### Data provided

========

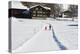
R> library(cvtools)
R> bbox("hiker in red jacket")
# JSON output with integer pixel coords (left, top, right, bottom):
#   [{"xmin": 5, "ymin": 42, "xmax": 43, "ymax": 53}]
[
  {"xmin": 45, "ymin": 26, "xmax": 47, "ymax": 30},
  {"xmin": 49, "ymin": 24, "xmax": 51, "ymax": 30}
]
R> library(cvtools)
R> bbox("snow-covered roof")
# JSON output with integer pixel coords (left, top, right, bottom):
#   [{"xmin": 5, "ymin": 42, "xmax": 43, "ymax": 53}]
[
  {"xmin": 11, "ymin": 1, "xmax": 29, "ymax": 10},
  {"xmin": 30, "ymin": 5, "xmax": 51, "ymax": 10}
]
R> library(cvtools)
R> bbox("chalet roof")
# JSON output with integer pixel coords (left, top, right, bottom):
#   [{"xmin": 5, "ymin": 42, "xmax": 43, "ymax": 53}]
[
  {"xmin": 30, "ymin": 5, "xmax": 51, "ymax": 10},
  {"xmin": 63, "ymin": 10, "xmax": 71, "ymax": 13},
  {"xmin": 11, "ymin": 1, "xmax": 29, "ymax": 10}
]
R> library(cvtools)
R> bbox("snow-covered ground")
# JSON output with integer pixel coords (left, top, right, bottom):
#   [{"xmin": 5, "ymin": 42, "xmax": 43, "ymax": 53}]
[{"xmin": 12, "ymin": 18, "xmax": 78, "ymax": 52}]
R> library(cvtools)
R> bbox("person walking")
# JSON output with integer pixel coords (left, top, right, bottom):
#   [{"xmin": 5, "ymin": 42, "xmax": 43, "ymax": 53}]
[{"xmin": 49, "ymin": 24, "xmax": 51, "ymax": 30}]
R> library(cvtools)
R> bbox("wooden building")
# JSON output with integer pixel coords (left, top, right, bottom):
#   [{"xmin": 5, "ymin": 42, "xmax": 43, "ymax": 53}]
[
  {"xmin": 8, "ymin": 1, "xmax": 32, "ymax": 19},
  {"xmin": 30, "ymin": 5, "xmax": 51, "ymax": 18}
]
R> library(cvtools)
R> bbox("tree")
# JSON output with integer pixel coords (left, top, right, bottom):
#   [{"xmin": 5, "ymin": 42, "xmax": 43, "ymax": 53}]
[{"xmin": 69, "ymin": 5, "xmax": 78, "ymax": 21}]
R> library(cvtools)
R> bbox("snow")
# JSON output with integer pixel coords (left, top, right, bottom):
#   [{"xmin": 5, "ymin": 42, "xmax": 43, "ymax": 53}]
[
  {"xmin": 30, "ymin": 5, "xmax": 51, "ymax": 10},
  {"xmin": 12, "ymin": 18, "xmax": 78, "ymax": 52}
]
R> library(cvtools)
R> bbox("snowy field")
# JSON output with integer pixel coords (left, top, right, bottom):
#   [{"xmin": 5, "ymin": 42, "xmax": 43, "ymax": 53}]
[{"xmin": 11, "ymin": 18, "xmax": 78, "ymax": 52}]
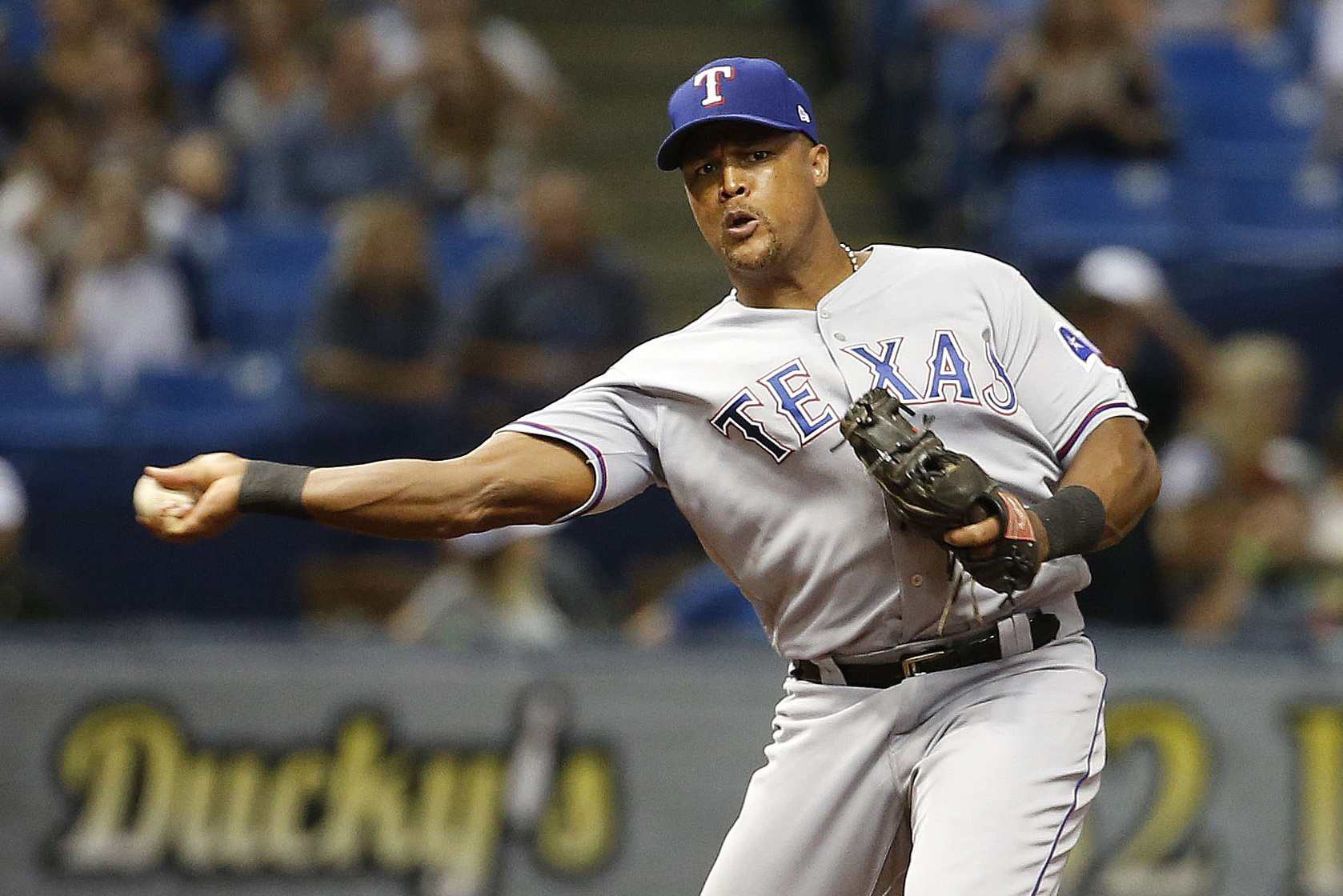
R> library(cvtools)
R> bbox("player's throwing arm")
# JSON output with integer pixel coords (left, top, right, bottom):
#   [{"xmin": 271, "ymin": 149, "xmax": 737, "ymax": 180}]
[{"xmin": 137, "ymin": 433, "xmax": 594, "ymax": 542}]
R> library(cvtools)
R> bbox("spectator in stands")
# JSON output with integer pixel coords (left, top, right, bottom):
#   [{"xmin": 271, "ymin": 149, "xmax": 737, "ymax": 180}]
[
  {"xmin": 1309, "ymin": 0, "xmax": 1343, "ymax": 166},
  {"xmin": 367, "ymin": 0, "xmax": 564, "ymax": 137},
  {"xmin": 0, "ymin": 22, "xmax": 42, "ymax": 160},
  {"xmin": 467, "ymin": 172, "xmax": 644, "ymax": 429},
  {"xmin": 48, "ymin": 166, "xmax": 192, "ymax": 394},
  {"xmin": 281, "ymin": 22, "xmax": 418, "ymax": 212},
  {"xmin": 1144, "ymin": 0, "xmax": 1289, "ymax": 36},
  {"xmin": 145, "ymin": 130, "xmax": 230, "ymax": 342},
  {"xmin": 1053, "ymin": 246, "xmax": 1214, "ymax": 626},
  {"xmin": 0, "ymin": 457, "xmax": 65, "ymax": 622},
  {"xmin": 38, "ymin": 0, "xmax": 101, "ymax": 106},
  {"xmin": 987, "ymin": 0, "xmax": 1170, "ymax": 157},
  {"xmin": 303, "ymin": 196, "xmax": 455, "ymax": 459},
  {"xmin": 0, "ymin": 231, "xmax": 47, "ymax": 358},
  {"xmin": 89, "ymin": 30, "xmax": 176, "ymax": 180},
  {"xmin": 388, "ymin": 526, "xmax": 572, "ymax": 647},
  {"xmin": 1153, "ymin": 333, "xmax": 1319, "ymax": 649},
  {"xmin": 1053, "ymin": 246, "xmax": 1216, "ymax": 450},
  {"xmin": 214, "ymin": 0, "xmax": 321, "ymax": 214},
  {"xmin": 1307, "ymin": 396, "xmax": 1343, "ymax": 661},
  {"xmin": 0, "ymin": 103, "xmax": 95, "ymax": 277},
  {"xmin": 403, "ymin": 26, "xmax": 519, "ymax": 208}
]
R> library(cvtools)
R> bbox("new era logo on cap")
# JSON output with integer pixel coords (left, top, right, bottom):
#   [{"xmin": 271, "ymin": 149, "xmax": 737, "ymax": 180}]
[{"xmin": 658, "ymin": 57, "xmax": 820, "ymax": 170}]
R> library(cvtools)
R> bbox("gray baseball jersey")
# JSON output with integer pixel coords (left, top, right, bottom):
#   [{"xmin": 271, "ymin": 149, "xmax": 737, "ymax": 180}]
[{"xmin": 505, "ymin": 246, "xmax": 1145, "ymax": 659}]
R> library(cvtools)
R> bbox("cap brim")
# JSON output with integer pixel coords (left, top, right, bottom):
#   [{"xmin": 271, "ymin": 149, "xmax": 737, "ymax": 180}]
[{"xmin": 658, "ymin": 114, "xmax": 812, "ymax": 170}]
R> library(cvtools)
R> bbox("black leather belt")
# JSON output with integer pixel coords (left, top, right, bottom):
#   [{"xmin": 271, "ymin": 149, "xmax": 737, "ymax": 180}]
[{"xmin": 788, "ymin": 610, "xmax": 1058, "ymax": 688}]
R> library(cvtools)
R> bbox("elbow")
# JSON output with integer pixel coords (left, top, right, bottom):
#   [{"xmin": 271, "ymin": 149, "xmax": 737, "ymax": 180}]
[
  {"xmin": 1137, "ymin": 438, "xmax": 1161, "ymax": 517},
  {"xmin": 1096, "ymin": 433, "xmax": 1161, "ymax": 550}
]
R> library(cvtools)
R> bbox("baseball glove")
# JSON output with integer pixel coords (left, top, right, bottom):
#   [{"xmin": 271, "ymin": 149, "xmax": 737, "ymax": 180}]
[{"xmin": 840, "ymin": 388, "xmax": 1040, "ymax": 594}]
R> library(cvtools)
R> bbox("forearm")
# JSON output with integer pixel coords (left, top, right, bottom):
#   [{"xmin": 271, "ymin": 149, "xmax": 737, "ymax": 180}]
[
  {"xmin": 145, "ymin": 433, "xmax": 595, "ymax": 542},
  {"xmin": 1058, "ymin": 417, "xmax": 1161, "ymax": 550}
]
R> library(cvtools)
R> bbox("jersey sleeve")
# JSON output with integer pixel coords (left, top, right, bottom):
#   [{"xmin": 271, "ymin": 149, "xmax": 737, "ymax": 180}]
[
  {"xmin": 994, "ymin": 269, "xmax": 1147, "ymax": 466},
  {"xmin": 501, "ymin": 368, "xmax": 662, "ymax": 522}
]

========

### Task goal
Report each line above that contains the string "baseball", copying every such line in full.

### Solution
R> bbox("gray baseball jersey")
R> bbox("baseball glove")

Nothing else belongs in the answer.